(TASK BRIEF):
Retype the lines below, everything from the line containing "Look at the provided image and carefully locate the leafy" down to the line containing "[[0, 451, 247, 760], [578, 495, 669, 620]]", and nothing else.

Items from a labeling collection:
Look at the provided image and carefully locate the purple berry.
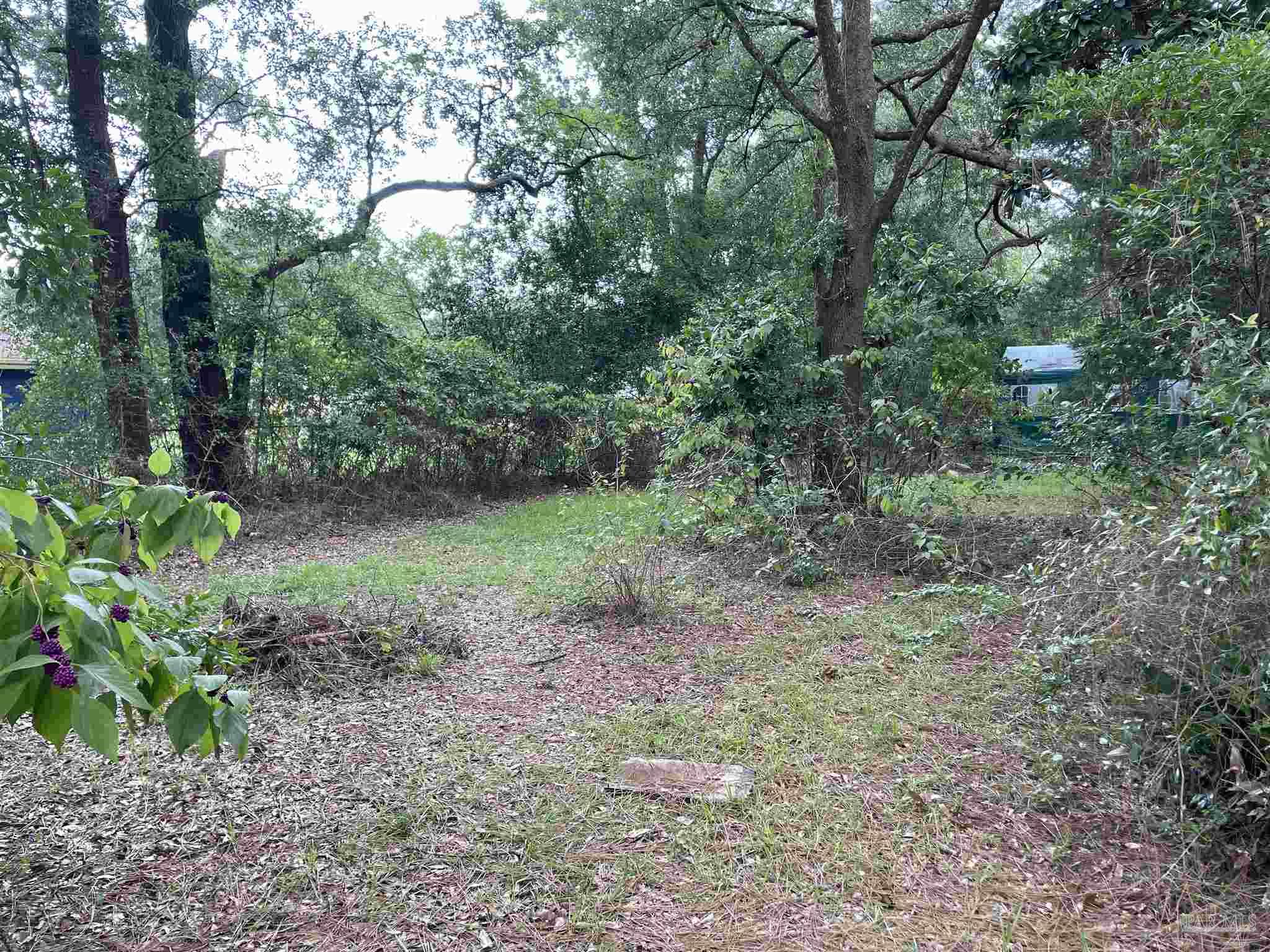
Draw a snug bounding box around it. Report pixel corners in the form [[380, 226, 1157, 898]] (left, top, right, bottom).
[[53, 661, 79, 688]]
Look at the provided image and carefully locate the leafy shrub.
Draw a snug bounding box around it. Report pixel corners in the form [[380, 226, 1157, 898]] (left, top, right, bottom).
[[0, 451, 247, 760], [578, 495, 669, 620]]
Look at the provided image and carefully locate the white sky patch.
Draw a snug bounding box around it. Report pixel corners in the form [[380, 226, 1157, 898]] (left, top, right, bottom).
[[217, 0, 528, 239]]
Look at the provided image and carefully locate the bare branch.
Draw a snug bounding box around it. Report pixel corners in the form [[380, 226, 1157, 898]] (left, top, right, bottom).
[[870, 7, 982, 46], [874, 0, 1002, 227], [717, 0, 833, 134], [252, 150, 647, 284], [875, 45, 956, 90], [974, 184, 1054, 269], [874, 130, 1020, 171]]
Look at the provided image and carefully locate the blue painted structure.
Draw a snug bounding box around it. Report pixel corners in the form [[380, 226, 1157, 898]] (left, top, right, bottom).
[[0, 330, 35, 423]]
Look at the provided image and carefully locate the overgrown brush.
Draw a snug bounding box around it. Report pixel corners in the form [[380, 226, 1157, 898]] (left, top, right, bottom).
[[221, 596, 469, 689], [1029, 515, 1270, 866], [577, 495, 669, 620]]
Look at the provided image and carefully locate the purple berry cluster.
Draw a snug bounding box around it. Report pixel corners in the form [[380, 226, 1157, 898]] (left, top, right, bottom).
[[30, 625, 79, 688]]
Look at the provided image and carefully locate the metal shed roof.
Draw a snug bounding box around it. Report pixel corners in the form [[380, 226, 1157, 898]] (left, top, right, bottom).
[[0, 330, 32, 371], [1006, 344, 1081, 379]]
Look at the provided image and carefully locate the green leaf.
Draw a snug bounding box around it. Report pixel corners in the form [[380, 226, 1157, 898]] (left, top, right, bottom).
[[66, 567, 110, 585], [0, 653, 51, 678], [12, 515, 53, 558], [141, 664, 179, 711], [194, 674, 230, 692], [216, 707, 247, 760], [0, 488, 36, 525], [52, 499, 80, 526], [162, 690, 212, 756], [71, 692, 120, 760], [80, 661, 150, 711], [30, 679, 76, 750], [39, 513, 66, 561], [148, 449, 171, 476], [192, 515, 224, 563], [62, 591, 105, 622], [162, 655, 202, 683], [128, 486, 185, 526]]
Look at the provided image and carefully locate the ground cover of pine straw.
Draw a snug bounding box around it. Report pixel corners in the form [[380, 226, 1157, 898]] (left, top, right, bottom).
[[0, 495, 1270, 952]]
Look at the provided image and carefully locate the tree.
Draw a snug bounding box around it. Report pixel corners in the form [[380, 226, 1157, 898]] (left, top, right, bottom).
[[64, 0, 151, 475], [561, 0, 1036, 495]]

(FINISHED EXERCISE):
Look at the provided image and carefully locate the leafy shrub.
Draw a snug bounding box around it. Report pixel corners in the form [[380, 226, 1157, 898]] (left, top, right, bottom).
[[0, 451, 247, 760], [578, 495, 669, 620]]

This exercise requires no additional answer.